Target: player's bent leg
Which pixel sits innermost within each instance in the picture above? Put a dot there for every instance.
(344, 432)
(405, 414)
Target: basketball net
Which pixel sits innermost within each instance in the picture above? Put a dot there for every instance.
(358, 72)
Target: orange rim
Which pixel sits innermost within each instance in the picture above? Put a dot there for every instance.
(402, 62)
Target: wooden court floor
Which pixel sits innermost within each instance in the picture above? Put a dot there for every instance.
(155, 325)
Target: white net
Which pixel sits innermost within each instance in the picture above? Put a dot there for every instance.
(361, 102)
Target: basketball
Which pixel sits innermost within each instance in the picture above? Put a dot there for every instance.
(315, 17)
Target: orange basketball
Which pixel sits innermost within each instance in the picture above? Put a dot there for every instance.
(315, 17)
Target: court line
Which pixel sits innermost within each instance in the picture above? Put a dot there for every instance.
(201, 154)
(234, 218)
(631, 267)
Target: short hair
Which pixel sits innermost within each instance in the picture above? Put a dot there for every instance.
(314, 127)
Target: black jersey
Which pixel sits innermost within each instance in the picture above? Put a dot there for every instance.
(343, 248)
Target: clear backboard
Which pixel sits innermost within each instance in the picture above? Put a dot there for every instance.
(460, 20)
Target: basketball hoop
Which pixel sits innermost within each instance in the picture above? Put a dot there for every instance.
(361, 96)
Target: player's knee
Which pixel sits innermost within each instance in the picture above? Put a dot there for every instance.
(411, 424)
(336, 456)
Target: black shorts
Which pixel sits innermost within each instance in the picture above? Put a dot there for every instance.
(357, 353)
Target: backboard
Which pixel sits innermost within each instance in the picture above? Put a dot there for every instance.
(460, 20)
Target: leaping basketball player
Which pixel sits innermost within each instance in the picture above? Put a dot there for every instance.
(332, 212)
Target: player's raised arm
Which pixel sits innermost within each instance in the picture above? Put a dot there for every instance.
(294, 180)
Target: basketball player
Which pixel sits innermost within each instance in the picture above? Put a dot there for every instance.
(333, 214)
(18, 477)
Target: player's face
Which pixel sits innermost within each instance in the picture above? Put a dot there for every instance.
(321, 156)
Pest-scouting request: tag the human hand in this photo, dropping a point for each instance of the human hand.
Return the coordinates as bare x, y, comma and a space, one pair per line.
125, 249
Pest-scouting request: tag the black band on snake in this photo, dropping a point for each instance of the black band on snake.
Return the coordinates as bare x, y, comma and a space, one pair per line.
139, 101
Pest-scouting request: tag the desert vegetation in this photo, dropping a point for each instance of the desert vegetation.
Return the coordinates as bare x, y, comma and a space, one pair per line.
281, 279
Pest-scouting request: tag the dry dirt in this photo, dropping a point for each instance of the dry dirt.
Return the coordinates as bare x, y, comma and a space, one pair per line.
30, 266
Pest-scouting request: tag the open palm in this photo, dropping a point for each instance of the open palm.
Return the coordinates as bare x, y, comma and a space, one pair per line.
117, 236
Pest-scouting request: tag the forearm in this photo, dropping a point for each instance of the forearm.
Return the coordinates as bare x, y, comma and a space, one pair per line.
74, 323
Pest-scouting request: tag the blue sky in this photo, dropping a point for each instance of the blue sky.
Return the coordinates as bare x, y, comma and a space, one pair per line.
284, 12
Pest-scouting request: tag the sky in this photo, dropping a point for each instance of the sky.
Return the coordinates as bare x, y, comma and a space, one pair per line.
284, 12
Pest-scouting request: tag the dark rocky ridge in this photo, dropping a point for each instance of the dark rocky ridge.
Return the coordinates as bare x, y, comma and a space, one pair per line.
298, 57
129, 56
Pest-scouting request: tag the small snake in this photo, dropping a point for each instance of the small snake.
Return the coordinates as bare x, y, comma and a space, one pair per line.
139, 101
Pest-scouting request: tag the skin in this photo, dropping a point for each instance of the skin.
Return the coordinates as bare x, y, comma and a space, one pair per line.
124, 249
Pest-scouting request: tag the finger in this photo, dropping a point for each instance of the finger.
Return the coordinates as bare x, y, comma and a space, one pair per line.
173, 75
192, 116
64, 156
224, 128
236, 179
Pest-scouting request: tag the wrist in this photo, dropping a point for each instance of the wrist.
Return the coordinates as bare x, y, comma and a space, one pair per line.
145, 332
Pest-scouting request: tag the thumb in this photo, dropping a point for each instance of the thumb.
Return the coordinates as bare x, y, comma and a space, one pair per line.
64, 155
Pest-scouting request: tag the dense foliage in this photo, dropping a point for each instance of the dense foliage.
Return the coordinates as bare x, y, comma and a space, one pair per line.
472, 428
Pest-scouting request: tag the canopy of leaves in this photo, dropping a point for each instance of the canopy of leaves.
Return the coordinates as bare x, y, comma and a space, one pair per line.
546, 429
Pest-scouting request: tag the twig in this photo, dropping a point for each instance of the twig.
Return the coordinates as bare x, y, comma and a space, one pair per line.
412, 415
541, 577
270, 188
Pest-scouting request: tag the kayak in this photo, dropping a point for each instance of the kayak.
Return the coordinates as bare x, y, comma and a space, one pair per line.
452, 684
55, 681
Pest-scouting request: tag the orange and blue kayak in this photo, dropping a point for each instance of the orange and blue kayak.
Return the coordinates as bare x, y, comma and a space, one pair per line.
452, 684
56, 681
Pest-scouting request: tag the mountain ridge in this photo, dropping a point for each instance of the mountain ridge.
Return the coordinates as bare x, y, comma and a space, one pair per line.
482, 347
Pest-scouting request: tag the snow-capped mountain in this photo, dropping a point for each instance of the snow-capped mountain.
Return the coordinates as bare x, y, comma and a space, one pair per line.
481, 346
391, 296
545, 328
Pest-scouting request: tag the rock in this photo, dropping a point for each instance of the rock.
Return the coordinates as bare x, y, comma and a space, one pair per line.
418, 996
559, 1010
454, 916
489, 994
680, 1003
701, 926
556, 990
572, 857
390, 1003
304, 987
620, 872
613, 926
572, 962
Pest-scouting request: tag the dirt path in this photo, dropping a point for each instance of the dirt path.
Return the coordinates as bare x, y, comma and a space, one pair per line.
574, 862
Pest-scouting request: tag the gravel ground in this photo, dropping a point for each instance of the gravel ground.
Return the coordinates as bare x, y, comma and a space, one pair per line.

----

Objective - From the line containing "Pest-scouting request: tag the dirt" down to the final line of the data, write out every line exactly; both the first and last of these belong in your answer, and nothing else does.

Result below -
Pest-scouting request: tag the dirt path in this photo, dropping a point for each instance of the dirt path.
Return the coordinates as bare x, y, comma and a space, one pair per line.
574, 862
Pest-scouting request: tag the gravel ground in this photo, dropping a point for each instance of the gravel ground.
Return the coordinates as bare x, y, comma and a space, one pair per line.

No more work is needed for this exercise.